What needs to be done: Reproduce every row below character for character, without changing anything.

Data shown:
--------------------------------------------------

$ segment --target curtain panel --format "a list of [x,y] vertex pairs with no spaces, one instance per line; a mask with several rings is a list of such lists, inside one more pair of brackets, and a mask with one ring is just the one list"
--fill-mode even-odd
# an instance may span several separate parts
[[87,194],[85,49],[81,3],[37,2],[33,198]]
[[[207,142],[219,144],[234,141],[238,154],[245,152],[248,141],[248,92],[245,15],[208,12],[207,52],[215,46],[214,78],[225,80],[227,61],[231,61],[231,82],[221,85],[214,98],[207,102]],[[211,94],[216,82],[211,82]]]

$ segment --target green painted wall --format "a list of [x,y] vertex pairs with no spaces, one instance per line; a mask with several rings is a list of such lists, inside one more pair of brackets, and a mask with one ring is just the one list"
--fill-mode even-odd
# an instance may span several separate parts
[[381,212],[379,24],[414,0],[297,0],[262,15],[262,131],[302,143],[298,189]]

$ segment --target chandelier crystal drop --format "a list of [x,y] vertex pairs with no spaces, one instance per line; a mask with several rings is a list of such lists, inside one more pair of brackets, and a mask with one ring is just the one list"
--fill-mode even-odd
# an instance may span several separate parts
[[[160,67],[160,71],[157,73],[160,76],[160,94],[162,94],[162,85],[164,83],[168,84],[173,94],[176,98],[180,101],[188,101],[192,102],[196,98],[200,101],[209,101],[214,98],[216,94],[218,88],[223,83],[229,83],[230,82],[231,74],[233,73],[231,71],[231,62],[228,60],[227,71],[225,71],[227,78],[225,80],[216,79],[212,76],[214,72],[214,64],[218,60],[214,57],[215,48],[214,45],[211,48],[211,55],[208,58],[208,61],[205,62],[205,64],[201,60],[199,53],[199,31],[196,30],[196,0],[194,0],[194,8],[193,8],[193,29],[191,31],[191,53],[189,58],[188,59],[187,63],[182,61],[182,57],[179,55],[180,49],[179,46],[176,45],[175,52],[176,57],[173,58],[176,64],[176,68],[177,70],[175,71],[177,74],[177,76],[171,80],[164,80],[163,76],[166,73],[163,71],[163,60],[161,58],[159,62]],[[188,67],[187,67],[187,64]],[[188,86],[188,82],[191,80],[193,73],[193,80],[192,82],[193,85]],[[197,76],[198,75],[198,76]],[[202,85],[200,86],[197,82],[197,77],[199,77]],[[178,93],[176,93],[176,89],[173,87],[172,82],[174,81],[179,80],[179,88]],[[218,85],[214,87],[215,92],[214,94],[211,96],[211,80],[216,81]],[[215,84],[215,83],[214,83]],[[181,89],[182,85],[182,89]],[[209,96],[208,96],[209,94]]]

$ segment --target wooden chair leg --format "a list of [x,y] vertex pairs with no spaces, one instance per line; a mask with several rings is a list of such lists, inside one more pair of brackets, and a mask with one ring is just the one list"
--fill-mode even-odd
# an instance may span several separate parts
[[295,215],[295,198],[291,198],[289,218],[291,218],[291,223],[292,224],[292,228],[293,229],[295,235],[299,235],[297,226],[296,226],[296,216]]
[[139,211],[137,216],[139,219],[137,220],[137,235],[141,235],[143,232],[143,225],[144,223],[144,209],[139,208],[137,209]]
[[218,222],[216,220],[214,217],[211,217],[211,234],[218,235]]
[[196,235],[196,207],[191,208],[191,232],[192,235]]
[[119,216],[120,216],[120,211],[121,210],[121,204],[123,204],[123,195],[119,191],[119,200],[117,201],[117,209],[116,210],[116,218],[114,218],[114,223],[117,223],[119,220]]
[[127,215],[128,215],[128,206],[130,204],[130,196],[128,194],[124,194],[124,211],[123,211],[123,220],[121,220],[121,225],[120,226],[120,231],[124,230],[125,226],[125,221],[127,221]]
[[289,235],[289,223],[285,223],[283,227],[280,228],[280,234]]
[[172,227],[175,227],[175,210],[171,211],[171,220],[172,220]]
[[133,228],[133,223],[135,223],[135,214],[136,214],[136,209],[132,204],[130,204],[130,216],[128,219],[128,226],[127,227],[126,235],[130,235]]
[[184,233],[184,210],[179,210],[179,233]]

--------------------------------------------------

The result:
$ segment --target curtain panel --format "a list of [x,y] vertex pairs with no spaces, one instance per line; a mask with several rings is a list of such lists, inside one more pair of brackets, and a mask with one ring is just the one list"
--fill-mode even-odd
# an instance may span several separate parts
[[87,194],[85,49],[81,3],[37,2],[33,198]]
[[[207,142],[219,144],[234,141],[238,154],[245,152],[248,141],[248,92],[245,15],[208,12],[207,52],[215,46],[214,78],[225,80],[227,61],[231,61],[231,82],[221,85],[214,98],[207,102]],[[211,94],[216,82],[211,82]]]

$ segment --target green painted wall --format "a list of [x,y] vertex pairs with no spaces, one instance per line; a mask with several rings is a list of such lists, inside one more pair of brackets, and a mask with one ring is just the one list"
--fill-mode even-odd
# an instance may span several separate parts
[[381,212],[379,24],[414,0],[297,0],[262,15],[262,131],[302,143],[298,189]]

$ segment --target chandelier crystal drop --format "a list of [x,y] vertex pairs with no spaces, one instance per line; a mask with several rings is a list of such lists, inside one more pair of brackets, and a mask with one ring is just the one list"
--fill-mode even-odd
# an instance may span several separate parts
[[[160,67],[160,71],[157,73],[160,76],[160,94],[162,94],[162,85],[164,83],[168,84],[173,94],[176,98],[180,101],[188,101],[192,102],[196,98],[200,101],[209,101],[214,98],[216,94],[218,88],[223,83],[229,83],[230,82],[231,74],[233,73],[231,71],[231,62],[228,60],[227,71],[225,71],[227,78],[225,80],[216,79],[212,76],[214,72],[214,64],[218,60],[214,57],[215,48],[214,45],[211,48],[211,55],[208,58],[208,61],[205,62],[205,64],[201,60],[199,53],[199,31],[196,30],[196,0],[194,0],[194,8],[193,8],[193,29],[191,31],[191,53],[189,58],[188,59],[187,63],[182,61],[182,57],[179,55],[180,49],[179,46],[176,45],[175,52],[176,57],[173,58],[176,64],[176,68],[177,70],[175,71],[177,74],[177,76],[171,80],[164,80],[163,76],[166,73],[163,71],[163,60],[161,58],[159,62]],[[188,67],[187,67],[187,64]],[[188,86],[188,82],[191,80],[193,73],[193,80],[192,82],[193,85]],[[197,76],[198,75],[198,76]],[[202,85],[200,86],[197,82],[197,77],[199,77]],[[178,93],[176,93],[176,89],[173,87],[172,82],[174,81],[179,80],[179,88]],[[218,85],[214,87],[215,92],[214,94],[211,96],[211,80],[216,81]],[[215,84],[215,83],[214,83]],[[181,89],[182,85],[182,89]],[[209,96],[208,96],[209,94]]]

$ segment --target wooden chair leg --format "a list of [x,y] vertex pairs with no spaces, one instance per line; a mask with several rings is a list of such lists, inside one more pair of brackets, and a mask with one ring is just the one list"
--fill-mode even-odd
# an instance may span several separate parts
[[295,215],[295,198],[291,198],[289,218],[291,218],[291,223],[292,224],[292,228],[293,229],[295,235],[299,235],[297,226],[296,226],[296,216]]
[[139,211],[137,216],[139,219],[137,220],[137,235],[141,235],[143,232],[143,225],[144,223],[144,209],[139,208],[137,209]]
[[218,222],[216,220],[214,217],[211,217],[211,234],[218,235]]
[[196,235],[196,207],[191,208],[191,232],[192,235]]
[[119,216],[120,216],[120,211],[121,210],[121,204],[123,204],[123,195],[119,191],[119,200],[117,201],[117,209],[116,210],[116,218],[114,218],[114,223],[117,223],[119,220]]
[[127,215],[128,215],[128,206],[130,204],[130,196],[128,194],[124,194],[124,211],[123,211],[123,220],[121,220],[121,225],[120,226],[120,231],[124,230],[125,226],[125,221],[127,221]]
[[289,235],[289,223],[285,223],[283,227],[280,228],[280,234]]
[[172,227],[175,227],[175,210],[171,211],[171,220],[172,220]]
[[133,228],[133,223],[135,223],[135,214],[136,214],[136,209],[132,204],[130,204],[130,216],[128,219],[128,226],[127,227],[126,235],[130,235]]
[[184,233],[184,210],[179,210],[179,233]]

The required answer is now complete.